[Opening DATA section]

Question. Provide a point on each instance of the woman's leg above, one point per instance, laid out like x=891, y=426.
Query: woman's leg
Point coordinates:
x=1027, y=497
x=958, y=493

[Closing DATA section]

▶ EXERCISE: Your response must repeat the entries above exactly, in full.

▶ RESULT FOR THIS EXERCISE:
Question. Provide a point on each instance of the woman's leg above, one point per instance, laid out like x=891, y=426.
Query: woman's leg
Point coordinates:
x=1027, y=497
x=958, y=493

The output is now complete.